Years ago, I was on the lot at Paramount Pictures in Hollywood for a story pitch session.  And, as I was early, I decided to grab lunch at the commissary.

Now, the commissary was one of my favorite places in the world because I never knew whom I might see – actors and actresses, directors and studio execs.

For a young writer like me, this was like having all of Hollywood in one place.

I got my lunch and found a place at a table with a veteran actor (we’ll call him Bob) and a studio executive named David, both of whom I knew from my time pitching to Star Trek.  As we ate, we talked about the business and politics and the world. Being a bit bold, I asked a question that had bothered me for some time.

“Bob,” I said, “I train writers – both screenwriters and novelists – and I’ve always wanted to know something. If you don’t mind my asking, what are your absolute favorite roles to play? The ones that absolutely draw you doing a particular script?”

It seemed to me to be the obvious question. Almost every novelist and certainly every screenwriter I had ever met had a burning desire to see their story turned into a movie and to hear their words spoken on the big screen – I know it had been a turning point in my own career. So, if I knew this, I could improve both my own work and the work of my students.

But the real question here was – how does one write a role that an actor really wants to play?

Bob thought about it a bit and said, “I guess I have three types of roles that make me want to do a picture.” He smiled and said, “And so, in the tradition of building suspense, I’ll give them to you in reverse order.”

And what he said next really surprised me.

“My Number Three choice would always be to play – The Hero.”

“Really”, I said. “Number Three?”

“Absolutely!” he said through a mouth full of salad. “In a well-written piece, the hero is the most powerful role. He or she should get all the great lines and the powerful scenes and gets most of the publicity. A movie is made up of perhaps sixty separate two- minute scenes, and it was Jack Nicholson who once said that he would consider playing any role that had for him three good scenes and one great one. Plus, when you’re playing the hero, the story is all about your journey, the focus is on you, so what’s not to like?  If it’s good enough for Jack . . .”

Made sense, I thought.

“So, yeah, absolutely,” Bob said. “But, really, the Hero’s not even the best role.”

“Okay,” I said. “What’s Number Two?”

“The second best role to play is always – The Villain.  The villain is where so much of the power and personality comes through. The range for most heroes is limited because of what they must stand for, but a villain can run the gamut. If for no other reason than the way the audience comes to hate a great villain, most great movies succeed or fail based on the power of the villain and, besides, they are always such a gas to play.”

By this time, I was a bit lost. Besides the hero and the villains, what other great roles were left?

Bob leaned back in his chair and smile wistfully. “But the absolute best role is the one that we are all trained to play, they one that gives us all a chance to show the audience exactly what we can do as actors . . .”

He paused for effect.

“I will always be attracted – first and foremost – to play any character who really suffers in the story.”

“Why?”

“Most people would say that we come to the movies or read a story or watch a play to enjoy the plot of the story. And we have always believed that plot is what draws us to the film. But the plot, from an actor’s standpoint, is only there to show the world the nature and range of human emotion through the actor’s art. Great stories, whether in films, television, or novels, are first and foremost about the truth of the human struggle.”

Stated task ▸ Rewrite the passage of the studio lunch text that begins at the words "Years ago, I" and stops after "in one place.", replacing "commissary" with "cafeteria". The listing that comes next is separate material and is not part of the studio lunch text.

Source material ▸
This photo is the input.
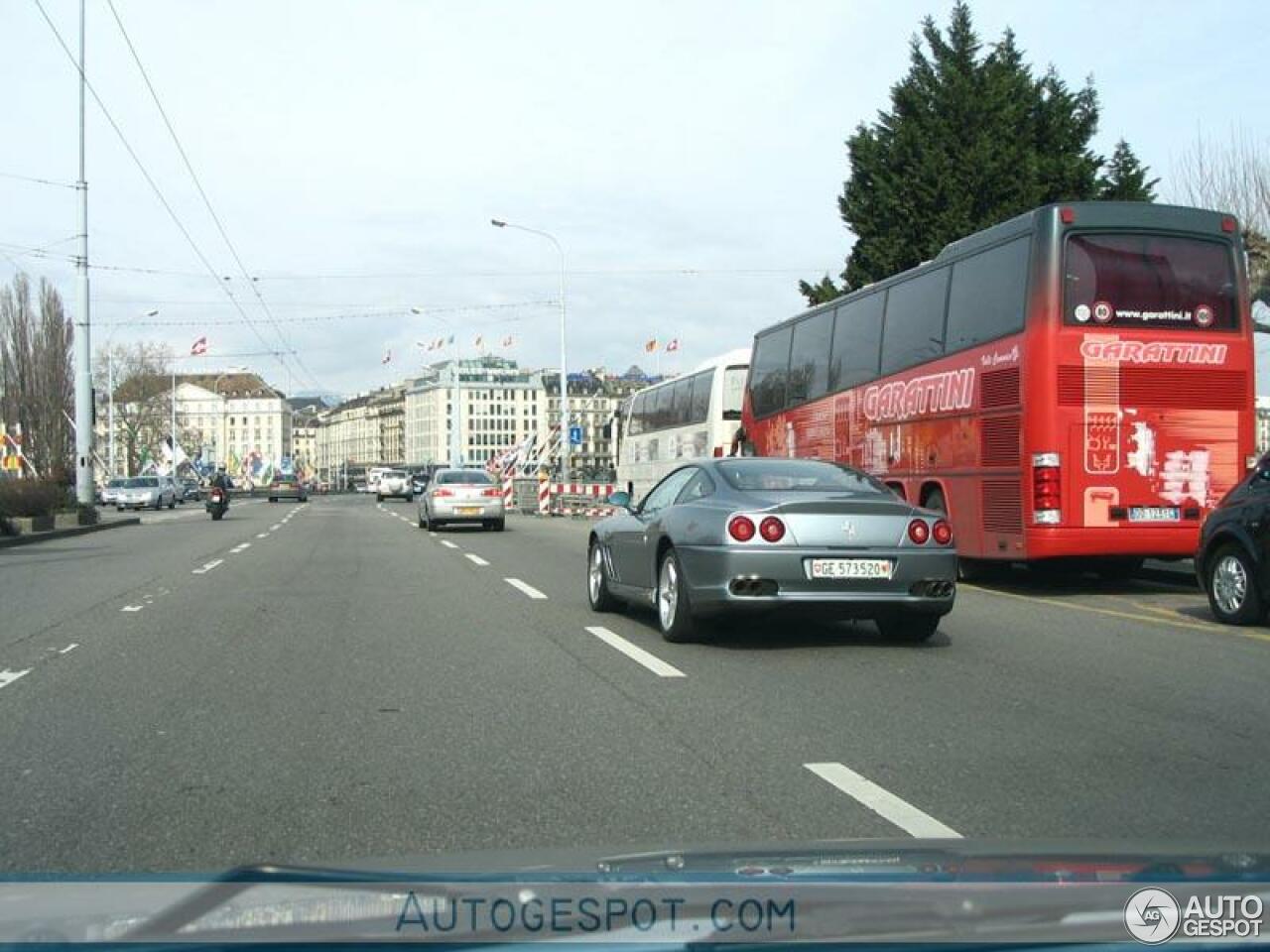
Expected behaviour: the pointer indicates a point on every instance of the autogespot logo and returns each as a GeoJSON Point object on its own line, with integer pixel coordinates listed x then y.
{"type": "Point", "coordinates": [1151, 915]}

Result ▸
Years ago, I was on the lot at Paramount Pictures in Hollywood for a story pitch session.  And, as I was early, I decided to grab lunch at the cafeteria.

Now, the cafeteria was one of my favorite places in the world because I never knew whom I might see – actors and actresses, directors and studio execs.

For a young writer like me, this was like having all of Hollywood in one place.